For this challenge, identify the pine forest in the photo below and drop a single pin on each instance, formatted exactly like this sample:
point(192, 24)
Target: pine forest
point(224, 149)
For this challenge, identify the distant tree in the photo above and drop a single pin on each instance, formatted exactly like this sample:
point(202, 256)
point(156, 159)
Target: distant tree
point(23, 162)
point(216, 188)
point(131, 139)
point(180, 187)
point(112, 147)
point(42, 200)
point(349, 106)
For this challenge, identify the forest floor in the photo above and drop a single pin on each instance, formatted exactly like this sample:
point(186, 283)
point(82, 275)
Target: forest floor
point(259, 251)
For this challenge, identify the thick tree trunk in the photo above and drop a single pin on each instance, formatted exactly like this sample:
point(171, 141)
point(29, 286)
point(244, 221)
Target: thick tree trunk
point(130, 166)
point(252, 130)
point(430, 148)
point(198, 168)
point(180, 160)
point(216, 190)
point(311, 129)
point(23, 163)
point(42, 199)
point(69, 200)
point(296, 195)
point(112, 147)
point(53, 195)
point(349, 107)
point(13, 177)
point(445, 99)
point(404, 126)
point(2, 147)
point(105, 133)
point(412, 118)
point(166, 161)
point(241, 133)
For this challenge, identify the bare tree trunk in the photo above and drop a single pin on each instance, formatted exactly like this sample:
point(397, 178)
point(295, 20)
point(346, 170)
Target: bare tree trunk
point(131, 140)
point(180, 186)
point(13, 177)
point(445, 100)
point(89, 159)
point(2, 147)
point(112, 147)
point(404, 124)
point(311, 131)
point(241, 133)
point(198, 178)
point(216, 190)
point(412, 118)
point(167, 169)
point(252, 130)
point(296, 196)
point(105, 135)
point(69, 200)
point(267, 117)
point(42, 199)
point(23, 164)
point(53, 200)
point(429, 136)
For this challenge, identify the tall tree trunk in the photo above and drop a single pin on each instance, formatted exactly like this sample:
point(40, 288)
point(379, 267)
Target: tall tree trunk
• • • • • • •
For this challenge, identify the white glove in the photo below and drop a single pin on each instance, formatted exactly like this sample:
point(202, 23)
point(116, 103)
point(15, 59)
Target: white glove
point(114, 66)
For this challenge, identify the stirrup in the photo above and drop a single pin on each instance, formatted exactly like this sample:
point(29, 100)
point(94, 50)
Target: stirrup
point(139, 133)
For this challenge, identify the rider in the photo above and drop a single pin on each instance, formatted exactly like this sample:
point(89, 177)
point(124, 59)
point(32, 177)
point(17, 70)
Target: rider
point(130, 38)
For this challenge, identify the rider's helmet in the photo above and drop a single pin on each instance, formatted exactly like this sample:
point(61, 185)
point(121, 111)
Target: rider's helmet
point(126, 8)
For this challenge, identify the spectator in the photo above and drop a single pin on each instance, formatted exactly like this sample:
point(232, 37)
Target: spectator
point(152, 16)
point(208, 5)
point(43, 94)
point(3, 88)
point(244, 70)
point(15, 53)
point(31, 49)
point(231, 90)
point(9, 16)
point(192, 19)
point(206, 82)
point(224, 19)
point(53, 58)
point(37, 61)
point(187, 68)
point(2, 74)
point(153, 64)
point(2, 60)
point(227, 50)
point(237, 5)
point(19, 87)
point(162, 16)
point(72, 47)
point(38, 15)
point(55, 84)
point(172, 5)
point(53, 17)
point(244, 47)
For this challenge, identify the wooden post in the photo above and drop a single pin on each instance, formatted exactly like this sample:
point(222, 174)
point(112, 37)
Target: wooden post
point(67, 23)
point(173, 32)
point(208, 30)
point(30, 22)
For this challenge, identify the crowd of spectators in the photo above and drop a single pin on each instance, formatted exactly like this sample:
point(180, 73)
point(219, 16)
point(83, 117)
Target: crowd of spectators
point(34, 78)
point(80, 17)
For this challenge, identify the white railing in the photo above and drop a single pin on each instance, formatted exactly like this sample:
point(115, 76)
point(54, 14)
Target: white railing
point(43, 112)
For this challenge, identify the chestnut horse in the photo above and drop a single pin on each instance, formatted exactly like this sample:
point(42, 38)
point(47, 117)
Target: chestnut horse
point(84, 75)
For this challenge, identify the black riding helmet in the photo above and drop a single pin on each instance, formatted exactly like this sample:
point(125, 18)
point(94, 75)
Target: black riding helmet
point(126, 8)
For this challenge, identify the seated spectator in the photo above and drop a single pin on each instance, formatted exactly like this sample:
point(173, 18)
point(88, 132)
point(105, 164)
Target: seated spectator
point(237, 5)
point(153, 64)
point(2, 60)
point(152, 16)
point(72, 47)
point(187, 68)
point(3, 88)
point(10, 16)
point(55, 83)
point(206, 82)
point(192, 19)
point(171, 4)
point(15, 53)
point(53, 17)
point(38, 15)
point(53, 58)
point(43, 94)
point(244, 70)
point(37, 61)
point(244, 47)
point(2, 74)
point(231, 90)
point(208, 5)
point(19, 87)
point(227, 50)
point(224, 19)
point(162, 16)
• • • • • • •
* Task statement
The expected answer holds each line from the listing above where the string "tall" is present.

* Expected output
For this challenge, identify the tall tree trunk in the photo above and drop a single pin on each instance, formatted exactly like this sample:
Target: tall tree trunk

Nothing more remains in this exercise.